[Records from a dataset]
■ ■ ■ ■ ■ ■ ■

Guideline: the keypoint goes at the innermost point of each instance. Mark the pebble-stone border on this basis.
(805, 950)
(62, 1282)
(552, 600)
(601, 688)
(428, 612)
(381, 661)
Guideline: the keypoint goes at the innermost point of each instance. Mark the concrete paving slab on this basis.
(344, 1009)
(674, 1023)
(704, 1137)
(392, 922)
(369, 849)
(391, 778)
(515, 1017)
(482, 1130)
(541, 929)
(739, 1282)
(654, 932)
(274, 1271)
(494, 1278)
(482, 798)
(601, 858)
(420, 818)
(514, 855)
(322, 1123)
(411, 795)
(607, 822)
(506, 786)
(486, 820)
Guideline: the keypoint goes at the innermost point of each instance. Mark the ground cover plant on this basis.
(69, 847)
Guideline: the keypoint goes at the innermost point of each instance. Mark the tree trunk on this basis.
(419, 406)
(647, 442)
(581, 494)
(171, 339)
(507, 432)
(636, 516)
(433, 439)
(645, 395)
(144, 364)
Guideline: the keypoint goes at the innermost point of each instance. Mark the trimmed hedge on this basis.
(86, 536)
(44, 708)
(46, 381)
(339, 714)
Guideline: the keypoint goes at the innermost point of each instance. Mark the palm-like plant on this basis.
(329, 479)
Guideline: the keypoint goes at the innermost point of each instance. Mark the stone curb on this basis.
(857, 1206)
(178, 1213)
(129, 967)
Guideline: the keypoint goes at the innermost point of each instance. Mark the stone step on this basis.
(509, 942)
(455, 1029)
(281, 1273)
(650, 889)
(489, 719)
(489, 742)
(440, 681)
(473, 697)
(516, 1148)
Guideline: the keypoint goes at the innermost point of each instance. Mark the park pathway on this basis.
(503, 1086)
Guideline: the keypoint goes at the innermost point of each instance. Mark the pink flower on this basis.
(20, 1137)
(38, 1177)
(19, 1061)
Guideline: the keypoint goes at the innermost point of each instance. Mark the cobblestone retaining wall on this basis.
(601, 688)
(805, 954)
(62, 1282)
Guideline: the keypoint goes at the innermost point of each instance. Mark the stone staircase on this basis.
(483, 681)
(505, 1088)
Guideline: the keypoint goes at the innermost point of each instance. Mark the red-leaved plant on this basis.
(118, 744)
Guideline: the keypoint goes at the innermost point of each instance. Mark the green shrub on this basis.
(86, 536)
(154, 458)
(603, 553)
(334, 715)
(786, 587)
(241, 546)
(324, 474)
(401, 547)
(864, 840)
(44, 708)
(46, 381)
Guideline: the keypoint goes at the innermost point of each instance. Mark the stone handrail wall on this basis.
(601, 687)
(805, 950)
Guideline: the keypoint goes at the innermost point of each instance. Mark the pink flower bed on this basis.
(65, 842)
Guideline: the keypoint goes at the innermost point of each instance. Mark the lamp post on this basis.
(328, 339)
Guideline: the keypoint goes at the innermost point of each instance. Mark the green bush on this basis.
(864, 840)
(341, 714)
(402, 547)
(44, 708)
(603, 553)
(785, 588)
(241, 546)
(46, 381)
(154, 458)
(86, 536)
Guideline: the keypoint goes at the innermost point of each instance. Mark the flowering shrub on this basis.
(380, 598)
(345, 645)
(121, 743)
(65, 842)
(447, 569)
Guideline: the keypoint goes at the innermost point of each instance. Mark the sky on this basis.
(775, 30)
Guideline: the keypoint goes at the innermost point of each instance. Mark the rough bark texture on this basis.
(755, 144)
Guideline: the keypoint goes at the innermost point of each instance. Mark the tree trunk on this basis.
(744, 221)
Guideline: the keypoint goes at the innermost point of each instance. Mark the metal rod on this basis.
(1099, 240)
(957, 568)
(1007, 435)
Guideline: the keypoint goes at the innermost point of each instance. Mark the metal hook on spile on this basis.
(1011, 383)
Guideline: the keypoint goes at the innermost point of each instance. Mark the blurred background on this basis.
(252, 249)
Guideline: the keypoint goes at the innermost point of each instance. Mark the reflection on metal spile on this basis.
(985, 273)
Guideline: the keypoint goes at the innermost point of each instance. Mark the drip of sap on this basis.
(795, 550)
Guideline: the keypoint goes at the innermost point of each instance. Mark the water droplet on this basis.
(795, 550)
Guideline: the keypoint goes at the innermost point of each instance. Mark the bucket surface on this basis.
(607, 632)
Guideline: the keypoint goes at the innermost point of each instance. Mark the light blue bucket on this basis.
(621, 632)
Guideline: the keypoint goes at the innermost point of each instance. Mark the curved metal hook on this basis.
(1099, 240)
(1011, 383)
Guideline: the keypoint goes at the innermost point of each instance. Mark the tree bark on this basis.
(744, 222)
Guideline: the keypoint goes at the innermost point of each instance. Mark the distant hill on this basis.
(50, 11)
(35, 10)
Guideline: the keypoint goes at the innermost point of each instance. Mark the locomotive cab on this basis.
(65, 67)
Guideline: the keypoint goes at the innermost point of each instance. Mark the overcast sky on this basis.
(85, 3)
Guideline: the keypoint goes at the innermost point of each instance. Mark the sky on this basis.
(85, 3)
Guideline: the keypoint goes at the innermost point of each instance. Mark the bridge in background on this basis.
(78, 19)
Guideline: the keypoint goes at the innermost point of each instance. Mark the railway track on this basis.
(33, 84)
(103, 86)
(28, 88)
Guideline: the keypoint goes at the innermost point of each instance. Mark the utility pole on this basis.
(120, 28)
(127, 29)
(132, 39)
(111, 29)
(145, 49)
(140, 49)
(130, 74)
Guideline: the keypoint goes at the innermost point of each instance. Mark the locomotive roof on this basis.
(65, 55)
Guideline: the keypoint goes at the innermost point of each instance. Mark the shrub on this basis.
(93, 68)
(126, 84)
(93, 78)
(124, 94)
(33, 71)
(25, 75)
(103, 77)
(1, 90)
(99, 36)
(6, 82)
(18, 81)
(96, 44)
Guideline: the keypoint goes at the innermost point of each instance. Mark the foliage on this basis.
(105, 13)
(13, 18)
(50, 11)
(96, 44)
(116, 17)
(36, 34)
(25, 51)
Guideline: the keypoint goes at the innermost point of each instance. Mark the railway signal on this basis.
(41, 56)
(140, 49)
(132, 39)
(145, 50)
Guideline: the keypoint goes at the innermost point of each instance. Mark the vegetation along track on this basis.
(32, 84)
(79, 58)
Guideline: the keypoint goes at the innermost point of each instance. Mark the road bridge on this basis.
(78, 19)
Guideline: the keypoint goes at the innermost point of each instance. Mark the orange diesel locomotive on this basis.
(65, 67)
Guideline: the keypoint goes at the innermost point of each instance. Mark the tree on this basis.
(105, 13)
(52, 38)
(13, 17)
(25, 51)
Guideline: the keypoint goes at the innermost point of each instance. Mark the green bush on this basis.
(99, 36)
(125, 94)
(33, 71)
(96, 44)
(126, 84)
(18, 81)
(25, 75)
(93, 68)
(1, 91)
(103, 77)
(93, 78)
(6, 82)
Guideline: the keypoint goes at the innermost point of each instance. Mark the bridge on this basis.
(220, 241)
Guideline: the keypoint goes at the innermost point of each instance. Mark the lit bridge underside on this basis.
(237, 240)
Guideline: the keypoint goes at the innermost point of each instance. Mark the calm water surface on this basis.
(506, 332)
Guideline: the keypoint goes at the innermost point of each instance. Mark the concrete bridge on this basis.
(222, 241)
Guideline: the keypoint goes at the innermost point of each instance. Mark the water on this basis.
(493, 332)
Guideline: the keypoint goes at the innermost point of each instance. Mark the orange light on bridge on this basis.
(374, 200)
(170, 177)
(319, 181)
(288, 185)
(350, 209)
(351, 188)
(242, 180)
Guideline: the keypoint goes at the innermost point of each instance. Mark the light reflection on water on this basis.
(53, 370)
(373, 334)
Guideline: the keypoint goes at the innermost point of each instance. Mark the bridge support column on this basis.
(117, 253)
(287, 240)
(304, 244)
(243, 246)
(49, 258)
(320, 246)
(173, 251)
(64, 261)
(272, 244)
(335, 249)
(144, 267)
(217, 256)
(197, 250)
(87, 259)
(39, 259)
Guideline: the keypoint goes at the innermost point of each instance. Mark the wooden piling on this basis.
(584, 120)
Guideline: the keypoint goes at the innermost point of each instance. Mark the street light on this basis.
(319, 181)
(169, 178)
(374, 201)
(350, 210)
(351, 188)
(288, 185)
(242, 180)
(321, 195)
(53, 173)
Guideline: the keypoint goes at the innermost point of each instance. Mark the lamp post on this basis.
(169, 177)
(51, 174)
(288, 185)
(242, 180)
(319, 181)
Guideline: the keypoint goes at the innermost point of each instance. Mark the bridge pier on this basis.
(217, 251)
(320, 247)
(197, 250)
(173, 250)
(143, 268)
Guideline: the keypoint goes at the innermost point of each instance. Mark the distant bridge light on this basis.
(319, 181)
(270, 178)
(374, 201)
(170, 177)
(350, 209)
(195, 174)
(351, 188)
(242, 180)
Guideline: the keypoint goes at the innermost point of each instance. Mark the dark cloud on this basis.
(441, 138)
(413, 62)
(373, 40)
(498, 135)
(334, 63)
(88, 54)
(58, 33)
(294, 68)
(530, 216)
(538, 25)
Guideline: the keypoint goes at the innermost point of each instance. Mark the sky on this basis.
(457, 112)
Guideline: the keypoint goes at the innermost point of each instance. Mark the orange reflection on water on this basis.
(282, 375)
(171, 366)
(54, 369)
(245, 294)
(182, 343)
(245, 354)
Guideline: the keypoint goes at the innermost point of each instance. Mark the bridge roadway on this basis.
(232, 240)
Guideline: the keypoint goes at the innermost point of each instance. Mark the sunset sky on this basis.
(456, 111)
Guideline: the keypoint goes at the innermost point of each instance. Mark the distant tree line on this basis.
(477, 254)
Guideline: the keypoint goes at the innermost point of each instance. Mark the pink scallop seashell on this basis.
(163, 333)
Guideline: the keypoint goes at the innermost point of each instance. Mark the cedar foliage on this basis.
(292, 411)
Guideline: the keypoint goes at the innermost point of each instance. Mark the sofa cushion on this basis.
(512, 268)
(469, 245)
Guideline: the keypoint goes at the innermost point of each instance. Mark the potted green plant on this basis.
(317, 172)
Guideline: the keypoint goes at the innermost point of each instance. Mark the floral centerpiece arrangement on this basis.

■ ■ ■ ■ ■ ■ ■

• Exercise description
Reproduce everything from the line containing "seashell on this basis." down to the end of the data, substituting "throw pillow" for "sofa cushion" and changing nothing else.

• Exercise solution
Guideline: the keypoint goes at the innermost point of each instance. Mark the pink scallop seashell on this basis.
(163, 333)
Guideline: the keypoint goes at the innermost point of each instance. Mark the cedar foliage on this basis.
(292, 411)
Guideline: the keypoint goes at the innermost point of each instance. Mark the throw pillow on this basis.
(512, 268)
(469, 245)
Guideline: the keypoint goes at the innermost point of each instance. Mark the potted green plant on this basis.
(317, 172)
Guideline: the keypoint goes at the innermost point of each instance. Mark the floral centerpiece arrangement on this basis.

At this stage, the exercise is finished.